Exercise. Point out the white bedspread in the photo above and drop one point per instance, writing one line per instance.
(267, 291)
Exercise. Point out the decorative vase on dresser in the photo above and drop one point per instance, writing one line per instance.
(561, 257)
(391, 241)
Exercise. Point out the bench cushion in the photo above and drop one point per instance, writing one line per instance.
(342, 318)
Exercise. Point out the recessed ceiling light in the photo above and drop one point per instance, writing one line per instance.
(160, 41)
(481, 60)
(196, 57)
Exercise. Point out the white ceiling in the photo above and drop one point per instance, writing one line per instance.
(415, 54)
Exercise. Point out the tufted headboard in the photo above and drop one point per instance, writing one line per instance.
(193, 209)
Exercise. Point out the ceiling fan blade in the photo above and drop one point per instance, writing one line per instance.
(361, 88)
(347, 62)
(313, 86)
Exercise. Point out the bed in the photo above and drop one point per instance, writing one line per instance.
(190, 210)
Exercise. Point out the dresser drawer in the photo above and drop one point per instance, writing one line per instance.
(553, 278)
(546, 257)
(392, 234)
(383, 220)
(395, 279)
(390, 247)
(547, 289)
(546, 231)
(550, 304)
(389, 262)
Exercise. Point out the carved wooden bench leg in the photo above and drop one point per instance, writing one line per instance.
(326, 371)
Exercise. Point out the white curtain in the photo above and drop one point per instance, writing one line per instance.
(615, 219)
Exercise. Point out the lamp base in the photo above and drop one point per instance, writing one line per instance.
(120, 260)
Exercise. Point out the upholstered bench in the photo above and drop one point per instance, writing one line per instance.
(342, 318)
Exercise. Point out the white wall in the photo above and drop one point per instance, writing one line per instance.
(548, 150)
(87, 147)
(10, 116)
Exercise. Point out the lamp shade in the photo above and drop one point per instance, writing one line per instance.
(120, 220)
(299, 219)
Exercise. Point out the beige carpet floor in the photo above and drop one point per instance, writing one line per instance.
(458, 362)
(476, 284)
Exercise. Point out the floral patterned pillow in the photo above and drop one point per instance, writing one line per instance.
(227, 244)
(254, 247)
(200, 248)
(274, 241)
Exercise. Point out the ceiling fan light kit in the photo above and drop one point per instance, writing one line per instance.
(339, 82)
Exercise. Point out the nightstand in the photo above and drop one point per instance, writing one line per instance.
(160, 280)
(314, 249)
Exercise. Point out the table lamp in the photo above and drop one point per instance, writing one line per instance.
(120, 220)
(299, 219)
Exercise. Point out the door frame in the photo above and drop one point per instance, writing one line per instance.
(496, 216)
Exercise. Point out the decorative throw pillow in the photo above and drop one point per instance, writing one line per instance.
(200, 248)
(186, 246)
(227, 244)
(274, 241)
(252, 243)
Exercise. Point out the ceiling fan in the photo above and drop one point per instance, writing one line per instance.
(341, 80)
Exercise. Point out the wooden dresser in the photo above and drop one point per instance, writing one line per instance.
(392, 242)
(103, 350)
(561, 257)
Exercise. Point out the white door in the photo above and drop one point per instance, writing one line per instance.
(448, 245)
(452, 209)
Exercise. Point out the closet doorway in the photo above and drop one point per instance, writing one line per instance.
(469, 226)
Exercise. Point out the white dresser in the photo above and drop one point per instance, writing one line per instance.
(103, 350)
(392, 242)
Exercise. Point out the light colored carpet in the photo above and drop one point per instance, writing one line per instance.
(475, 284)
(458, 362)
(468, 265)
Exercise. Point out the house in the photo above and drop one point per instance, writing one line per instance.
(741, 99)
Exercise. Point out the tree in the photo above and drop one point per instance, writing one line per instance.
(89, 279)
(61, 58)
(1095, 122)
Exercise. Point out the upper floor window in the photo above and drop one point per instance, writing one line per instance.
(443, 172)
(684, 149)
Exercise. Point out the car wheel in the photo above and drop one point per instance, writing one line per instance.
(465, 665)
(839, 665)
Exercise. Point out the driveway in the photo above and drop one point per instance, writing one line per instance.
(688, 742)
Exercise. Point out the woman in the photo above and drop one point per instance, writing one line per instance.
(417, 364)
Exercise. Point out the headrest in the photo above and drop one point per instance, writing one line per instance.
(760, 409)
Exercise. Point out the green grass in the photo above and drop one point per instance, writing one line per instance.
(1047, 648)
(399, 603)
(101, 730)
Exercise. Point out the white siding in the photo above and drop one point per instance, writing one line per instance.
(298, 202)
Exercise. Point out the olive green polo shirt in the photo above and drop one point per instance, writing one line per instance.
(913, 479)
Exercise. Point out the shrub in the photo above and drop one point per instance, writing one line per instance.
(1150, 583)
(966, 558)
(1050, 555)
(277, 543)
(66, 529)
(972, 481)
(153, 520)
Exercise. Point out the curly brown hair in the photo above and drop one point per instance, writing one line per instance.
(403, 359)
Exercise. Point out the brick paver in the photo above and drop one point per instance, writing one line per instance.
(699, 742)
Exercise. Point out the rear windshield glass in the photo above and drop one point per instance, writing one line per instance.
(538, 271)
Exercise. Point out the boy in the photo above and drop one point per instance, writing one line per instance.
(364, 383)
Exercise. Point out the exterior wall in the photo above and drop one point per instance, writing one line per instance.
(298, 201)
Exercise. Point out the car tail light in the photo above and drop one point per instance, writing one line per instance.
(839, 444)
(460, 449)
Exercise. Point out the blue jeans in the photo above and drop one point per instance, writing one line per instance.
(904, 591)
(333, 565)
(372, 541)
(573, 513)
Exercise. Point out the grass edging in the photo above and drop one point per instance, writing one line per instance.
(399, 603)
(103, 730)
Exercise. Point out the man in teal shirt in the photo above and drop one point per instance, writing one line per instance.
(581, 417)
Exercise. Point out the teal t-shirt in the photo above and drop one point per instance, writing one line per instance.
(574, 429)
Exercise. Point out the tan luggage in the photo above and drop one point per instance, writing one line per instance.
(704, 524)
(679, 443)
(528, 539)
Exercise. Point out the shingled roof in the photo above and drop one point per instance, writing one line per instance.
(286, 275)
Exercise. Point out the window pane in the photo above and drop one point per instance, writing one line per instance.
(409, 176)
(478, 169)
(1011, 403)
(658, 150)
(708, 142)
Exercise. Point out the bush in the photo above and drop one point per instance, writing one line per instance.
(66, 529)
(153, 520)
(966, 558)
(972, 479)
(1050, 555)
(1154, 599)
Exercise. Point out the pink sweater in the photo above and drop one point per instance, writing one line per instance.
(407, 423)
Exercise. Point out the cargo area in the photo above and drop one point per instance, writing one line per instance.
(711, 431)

=-=-=-=-=

* What this task involves: Set down the listing above in full, please, exactly as it appears.

* Completed task:
Exercise. Point out the white bedspread in the photo above and drop one point per instance, writing one line per instance.
(267, 291)
Exercise. Point out the decorative vase on dresser in the photo above and drop one point per instance, writing one line per instance.
(561, 257)
(391, 241)
Exercise. Point out the bench cushion in the photo above and drop one point per instance, writing one line per instance.
(342, 318)
Exercise. Point out the recessed ceiling light in the photo above and drop one point per instance, writing one line per instance.
(160, 41)
(481, 60)
(196, 57)
Exercise. Point out the white ceiling in the photo above and drop one point per instance, writing one line per instance.
(415, 54)
Exercise. Point out the tufted headboard in the photo above and drop one point per instance, writing one line per instance.
(193, 209)
Exercise. Point out the ceiling fan blade in the photo above and drop one point per instance, writing one line per instance.
(361, 88)
(347, 62)
(313, 86)
Exercise. Point out the bed in the photo above and drop one point per instance, writing one line per instance.
(190, 210)
Exercise. Point out the dresser drawer in the photo above and drop one point per instance, writing one line per instance.
(553, 278)
(546, 257)
(392, 234)
(383, 220)
(395, 279)
(390, 247)
(547, 289)
(546, 231)
(550, 304)
(389, 262)
Exercise. Point out the carved wooden bench leg in the photo above and drop one point per instance, writing one line per instance.
(326, 371)
Exercise. Point out the white curtain in the photo above and drop one point per instance, writing one line per instance.
(615, 219)
Exercise. Point out the lamp base in the photo above and drop one point per instance, writing one line per instance.
(120, 260)
Exercise. Point out the upholstered bench in the photo above and drop one point per instance, writing one line per instance.
(342, 318)
Exercise. Point out the white wall in the photo above and drop one point per instance, writing one line per instance.
(548, 150)
(87, 147)
(10, 116)
Exercise. Point out the lamp shade in the photo above and drop one point per instance, writing one line per instance.
(120, 220)
(299, 219)
Exercise. Point out the beige carpet floor in the photo above and drop one point per instance, writing one line per instance.
(458, 362)
(476, 284)
Exercise. Point out the floral patterned pillow in the photo above and drop one point per instance, writing one line per instance.
(227, 244)
(254, 247)
(200, 248)
(274, 241)
Exercise. Point out the ceiling fan light kit in the photo above and drop one point per instance, writing one line per instance.
(339, 82)
Exercise. Point out the nightstand in the photo above and drop one point per instance, writing one line per instance.
(160, 280)
(314, 249)
Exercise. Point out the table lamp in the photo above and drop one point per instance, writing one line per instance.
(120, 220)
(299, 219)
Exercise. Point out the door frame in the photo above and drop one point per instance, writing one line per instance.
(496, 216)
Exercise. Point out the decorative throw pillow in the photo above and drop one point per instance, writing one line per instance.
(200, 248)
(186, 246)
(227, 244)
(274, 241)
(252, 243)
Exercise. Point out the ceiling fan in the photo above and drop one point per instance, writing one line per instance.
(341, 80)
Exercise. Point out the wooden dresser in the photo above and drop one point per instance, writing one line per instance.
(392, 242)
(103, 350)
(561, 257)
Exercise. Point out the white door in the photo above and drop one point per instance, writing one line per instance.
(448, 245)
(452, 209)
Exercise. Point out the closet doorway in the photo above and drop one point per instance, writing one line per instance.
(469, 226)
Exercise. Point out the white dresser in the photo above and drop one point per instance, writing one line per instance.
(103, 350)
(392, 242)
Exercise. Point out the light colored carpet in the photo above and drop one point per instance, writing one line per instance.
(475, 284)
(458, 362)
(468, 265)
Exercise. Point out the house in the photo above and drop one point per instance, writing one line per instance.
(741, 99)
Exercise. Point out the tree in the photo above and drop one point per instance, writing one line per instance.
(89, 279)
(61, 58)
(1095, 122)
Exercise. Point out the upper floor window in the photo above and drop one point per instance, writing one line per instance.
(443, 172)
(684, 149)
Exercise. Point out the car wheel in the photo above and drop one point per instance, writing one line per instance.
(465, 665)
(839, 665)
Exercise. Point out the driveway in the photo above and drop one point per instance, writing one line per instance.
(688, 742)
Exercise. Point out the woman in the photo above and drop one point per instance, writing one line per instance.
(417, 364)
Exercise. Point out the headrest in the photo above and drop one point per instance, writing one line per instance.
(760, 409)
Exercise. Point out the green grass in the photo above and drop one point per instance, writing one line per instance.
(1047, 648)
(399, 603)
(101, 730)
Exercise. Point out the white siding in the photo above and drop one point per instance, writing one line per instance.
(298, 202)
Exercise. Point out the olive green polo shirt in the photo above and drop one point per instance, writing one line per instance.
(913, 479)
Exercise. Point out the shrub in the photo above and drop one point per instance, writing one line per instance.
(1150, 583)
(966, 558)
(1050, 555)
(277, 543)
(66, 529)
(972, 481)
(153, 520)
Exercise. Point out the curly brown hair in the photo above and drop one point per instance, writing one line per instance.
(403, 359)
Exercise. Point out the brick paver in the photo above and drop one point per instance, writing one line per instance.
(699, 742)
Exercise. Point out the rear windshield glass in the photo above and drop one point per instance, writing one line per instance.
(538, 271)
Exercise. Point out the boy in the photo above and drop one point per instance, writing one line per instance.
(364, 383)
Exercise. Point out the exterior wall in the photo above and drop one point per instance, writing one line per instance.
(298, 201)
Exercise. Point out the car tail light in the photo above and drop one point per instance, writing one line per instance.
(839, 444)
(460, 449)
Exercise. Point out the blue jeans in the photo above and drop one point per instance, writing one line per instance.
(904, 591)
(333, 565)
(372, 541)
(573, 513)
Exercise. Point out the grass edging in the photo above and drop one point per instance, writing one line per instance.
(399, 603)
(103, 730)
Exercise. Point out the man in teal shirt in the photo above and drop one point per instance, writing one line per instance.
(581, 417)
Exercise. Point out the teal t-shirt in the photo above and drop one point per instance, writing one line per instance.
(574, 429)
Exercise. Point out the tan luggage in the photo above and drop one point per instance, writing one line per instance.
(704, 524)
(679, 443)
(528, 539)
Exercise. Point out the shingled roof in the photo above and drop one point per instance, writing one line per instance.
(286, 275)
Exercise. Point out the window pane in the photo above and drop one point per instance, writing one line per instance.
(409, 176)
(478, 169)
(1011, 403)
(658, 150)
(708, 142)
Exercise. Point out the bush in the photo above and drop one point per instance, writing one line per instance.
(66, 529)
(153, 520)
(966, 558)
(972, 479)
(1050, 555)
(1154, 599)
Exercise. Point out the pink sweater in the photo above and drop one point per instance, writing one line per instance.
(407, 423)
Exercise. Point out the cargo area in the photo above and drop one point per instance, writing one line per instance.
(711, 431)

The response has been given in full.